[FFmpeg-devel] [PATCH 1/7] Replaced inline asm for prefetching with prefetch macros

Fri Mar 27 21:51:42 CET 2015

From: Tucker DiNapoli <T.DiNapoli42 at gmail.com>

This series of patches makes some changes to libpostproc in preperation for adding
sse2 and avx2 simd versions of some functions. None of the changes should effect
the library in any major way, but they are necessary for future changes.
I've tested all the patches on my machine and they all apply cleanly,
and the fate-filter-pp tests succeed after each patch. I've also tried my
best to split the patches into small changes. I have some more patches
which add the ability to process multiple blocks in each function, which
will allow the new simd versions to be substitute in without any additional
work.

This just replaces some conditionally compiled inline asm with the
conditionally defined macros from the last commit
---
 libpostproc/postprocess_template.c | 63 +++++---------------------------------
 1 file changed, 8 insertions(+), 55 deletions(-)

diff --git a/libpostproc/postprocess_template.c b/libpostproc/postprocess_template.c
index 4016b08..48501fe 100644
--- a/libpostproc/postprocess_template.c
+++ b/libpostproc/postprocess_template.c
@@ -3368,34 +3368,10 @@ static void RENAME(postProcess)(const uint8_t src[], int srcStride, uint8_t dst[
         // finish 1 block before the next otherwise we might have a problem
         // with the L1 Cache of the P4 ... or only a few blocks at a time or something
         for(x=0; x<width; x+=BLOCK_SIZE){
-
-#if TEMPLATE_PP_MMXEXT && HAVE_6REGS
-/*
-            prefetchnta(srcBlock + (((x>>2)&6) + 5)*srcStride + 32);
-            prefetchnta(srcBlock + (((x>>2)&6) + 6)*srcStride + 32);
-            prefetcht0(dstBlock + (((x>>2)&6) + 5)*dstStride + 32);
-            prefetcht0(dstBlock + (((x>>2)&6) + 6)*dstStride + 32);
-*/
-
-            __asm__(
-                "mov %4, %%"REG_a"              \n\t"

* [Task list]:
(1) Find every line in the records below that contains the string "head", matching case exactly, and copy each of those lines.
(2) Pick up the libpostproc prefetch patch above from the point where it stops and continue it.

* [Records supplied]:
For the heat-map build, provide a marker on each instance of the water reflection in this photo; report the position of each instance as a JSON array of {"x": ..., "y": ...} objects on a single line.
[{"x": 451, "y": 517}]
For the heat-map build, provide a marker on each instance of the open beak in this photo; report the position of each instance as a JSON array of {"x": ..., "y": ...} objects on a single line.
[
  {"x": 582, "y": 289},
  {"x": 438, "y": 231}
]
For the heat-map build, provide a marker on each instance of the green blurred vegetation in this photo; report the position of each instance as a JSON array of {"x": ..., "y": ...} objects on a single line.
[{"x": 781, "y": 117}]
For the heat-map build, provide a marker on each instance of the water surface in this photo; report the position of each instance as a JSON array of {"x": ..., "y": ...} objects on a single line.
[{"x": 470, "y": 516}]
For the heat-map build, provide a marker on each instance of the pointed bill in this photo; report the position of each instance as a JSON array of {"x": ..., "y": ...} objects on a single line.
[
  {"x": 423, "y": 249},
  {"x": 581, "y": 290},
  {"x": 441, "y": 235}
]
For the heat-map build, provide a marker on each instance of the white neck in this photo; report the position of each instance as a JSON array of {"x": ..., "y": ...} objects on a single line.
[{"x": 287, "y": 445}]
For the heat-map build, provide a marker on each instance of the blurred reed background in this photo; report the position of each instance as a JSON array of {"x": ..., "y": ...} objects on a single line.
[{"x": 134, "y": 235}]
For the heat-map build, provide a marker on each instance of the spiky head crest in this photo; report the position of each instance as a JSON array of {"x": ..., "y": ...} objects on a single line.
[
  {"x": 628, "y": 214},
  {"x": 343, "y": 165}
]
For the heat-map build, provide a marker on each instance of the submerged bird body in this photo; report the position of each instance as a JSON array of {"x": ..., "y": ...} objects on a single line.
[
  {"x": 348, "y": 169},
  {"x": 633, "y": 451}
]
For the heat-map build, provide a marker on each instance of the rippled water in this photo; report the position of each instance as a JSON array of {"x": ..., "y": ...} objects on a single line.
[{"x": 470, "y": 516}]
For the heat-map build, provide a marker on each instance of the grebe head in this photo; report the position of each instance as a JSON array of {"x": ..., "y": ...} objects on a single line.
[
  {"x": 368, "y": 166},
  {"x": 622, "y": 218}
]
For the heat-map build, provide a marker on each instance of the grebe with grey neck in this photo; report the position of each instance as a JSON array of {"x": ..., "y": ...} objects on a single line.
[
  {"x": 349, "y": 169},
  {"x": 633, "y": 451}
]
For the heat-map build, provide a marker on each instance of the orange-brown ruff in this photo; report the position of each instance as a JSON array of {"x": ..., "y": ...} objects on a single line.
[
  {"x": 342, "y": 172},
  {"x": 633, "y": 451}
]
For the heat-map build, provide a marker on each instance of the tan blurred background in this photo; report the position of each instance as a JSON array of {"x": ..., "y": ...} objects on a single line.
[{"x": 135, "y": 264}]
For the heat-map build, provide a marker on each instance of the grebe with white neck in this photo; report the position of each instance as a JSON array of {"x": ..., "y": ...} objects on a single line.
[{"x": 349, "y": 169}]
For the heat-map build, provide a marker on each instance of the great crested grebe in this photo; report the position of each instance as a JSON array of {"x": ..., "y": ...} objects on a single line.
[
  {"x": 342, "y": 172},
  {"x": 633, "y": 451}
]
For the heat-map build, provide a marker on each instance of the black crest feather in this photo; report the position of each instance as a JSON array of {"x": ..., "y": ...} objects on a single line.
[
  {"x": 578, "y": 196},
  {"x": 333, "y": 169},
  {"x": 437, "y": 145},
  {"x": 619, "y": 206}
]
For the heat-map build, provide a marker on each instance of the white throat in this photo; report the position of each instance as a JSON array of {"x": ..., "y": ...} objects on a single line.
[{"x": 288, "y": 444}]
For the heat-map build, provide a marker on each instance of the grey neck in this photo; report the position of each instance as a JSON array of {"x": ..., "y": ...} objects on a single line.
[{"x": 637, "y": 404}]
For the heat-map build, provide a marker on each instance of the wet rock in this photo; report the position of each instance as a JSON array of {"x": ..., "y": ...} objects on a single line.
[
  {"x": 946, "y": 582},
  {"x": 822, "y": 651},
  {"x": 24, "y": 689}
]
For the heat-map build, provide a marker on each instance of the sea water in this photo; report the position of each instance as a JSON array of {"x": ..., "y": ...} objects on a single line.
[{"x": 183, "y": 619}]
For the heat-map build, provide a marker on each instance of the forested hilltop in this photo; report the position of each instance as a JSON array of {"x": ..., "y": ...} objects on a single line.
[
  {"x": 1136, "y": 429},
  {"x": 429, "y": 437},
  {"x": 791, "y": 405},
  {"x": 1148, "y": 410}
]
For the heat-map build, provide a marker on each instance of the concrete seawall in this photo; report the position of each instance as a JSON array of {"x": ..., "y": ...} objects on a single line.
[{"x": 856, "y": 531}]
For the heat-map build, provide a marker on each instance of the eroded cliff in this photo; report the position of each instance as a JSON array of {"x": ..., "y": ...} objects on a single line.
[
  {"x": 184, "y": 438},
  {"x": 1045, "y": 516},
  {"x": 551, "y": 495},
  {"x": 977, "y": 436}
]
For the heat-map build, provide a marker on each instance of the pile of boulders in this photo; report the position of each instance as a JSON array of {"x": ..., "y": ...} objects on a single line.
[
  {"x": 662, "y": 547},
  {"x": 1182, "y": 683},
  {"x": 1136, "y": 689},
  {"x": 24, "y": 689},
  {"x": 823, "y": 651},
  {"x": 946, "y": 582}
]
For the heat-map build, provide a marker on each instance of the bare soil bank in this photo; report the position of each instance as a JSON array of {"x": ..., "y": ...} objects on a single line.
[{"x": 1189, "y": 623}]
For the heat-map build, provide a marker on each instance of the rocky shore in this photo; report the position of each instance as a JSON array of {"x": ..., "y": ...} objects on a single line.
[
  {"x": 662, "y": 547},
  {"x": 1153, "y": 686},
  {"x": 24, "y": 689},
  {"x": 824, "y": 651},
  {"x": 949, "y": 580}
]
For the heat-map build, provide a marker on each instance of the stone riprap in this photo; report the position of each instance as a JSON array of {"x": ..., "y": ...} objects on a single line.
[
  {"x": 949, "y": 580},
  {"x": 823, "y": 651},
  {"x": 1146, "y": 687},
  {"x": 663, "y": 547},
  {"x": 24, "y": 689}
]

* [Results by task]:
(1)
For the heat-map build, provide a marker on each instance of the spiky head crest in this photo; report the position of each instance as a JSON array of {"x": ..., "y": ...} objects on a single line.
For the heat-map build, provide a marker on each instance of the grebe head in this photo; report the position of each instance as a JSON array of {"x": ..., "y": ...} objects on a single line.

(2)
-                "shr $2, %%"REG_a"              \n\t"
-                "and $6, %%"REG_a"              \n\t"
-                "add %5, %%"REG_a"              \n\t"
-                "mov %%"REG_a", %%"REG_d"       \n\t"
-                "imul %1, %%"REG_a"             \n\t"
-                "imul %3, %%"REG_d"             \n\t"
-                "prefetchnta 32(%%"REG_a", %0)  \n\t"
-                "prefetcht0 32(%%"REG_d", %2)   \n\t"
-                "add %1, %%"REG_a"              \n\t"
-                "add %3, %%"REG_d"              \n\t"
-                "prefetchnta 32(%%"REG_a", %0)  \n\t"
-                "prefetcht0 32(%%"REG_d", %2)   \n\t"
-                :: "r" (srcBlock), "r" ((x86_reg)srcStride), "r" (dstBlock), "r" ((x86_reg)dstStride),
-                "g" ((x86_reg)x), "g" ((x86_reg)copyAhead)
-                : "%"REG_a, "%"REG_d
-            );
-#endif
+            prefetchnta(srcBlock + (((x>>2)&6) + copyAhead)*srcStride + 32);
+            prefetchnta(srcBlock + (((x>>2)&6) + copyAhead+1)*srcStride + 32);
+            prefetcht0(dstBlock + (((x>>2)&6) + copyAhead)*dstStride + 32);
+            prefetcht0(dstBlock + (((x>>2)&6) + copyAhead+1)*dstStride + 32);
 
             RENAME(blockCopy)(dstBlock + dstStride*8, dstStride,
                               srcBlock + srcStride*8, srcStride, mode & LEVEL_FIX, &c.packedYOffset);
@@ -3474,33 +3450,10 @@ static void RENAME(postProcess)(const uint8_t src[], int srcStride, uint8_t dst[
             uint8_t *dstBlockStart = dstBlock;
             const uint8_t *srcBlockStart = srcBlock;
           for(; x < endx; x+=BLOCK_SIZE){
-#if TEMPLATE_PP_MMXEXT && HAVE_6REGS
-/*
-            prefetchnta(srcBlock + (((x>>2)&6) + 5)*srcStride + 32);
-            prefetchnta(srcBlock + (((x>>2)&6) + 6)*srcStride + 32);
-            prefetcht0(dstBlock + (((x>>2)&6) + 5)*dstStride + 32);
-            prefetcht0(dstBlock + (((x>>2)&6) + 6)*dstStride + 32);
-*/
-
-            __asm__(
-                "mov %4, %%"REG_a"              \n\t"
-                "shr $2, %%"REG_a"              \n\t"
-                "and $6, %%"REG_a"              \n\t"
-                "add %5, %%"REG_a"              \n\t"
-                "mov %%"REG_a", %%"REG_d"       \n\t"
-                "imul %1, %%"REG_a"             \n\t"
-                "imul %3, %%"REG_d"             \n\t"
-                "prefetchnta 32(%%"REG_a", %0)  \n\t"
-                "prefetcht0 32(%%"REG_d", %2)   \n\t"
-                "add %1, %%"REG_a"              \n\t"
-                "add %3, %%"REG_d"              \n\t"
-                "prefetchnta 32(%%"REG_a", %0)  \n\t"
-                "prefetcht0 32(%%"REG_d", %2)   \n\t"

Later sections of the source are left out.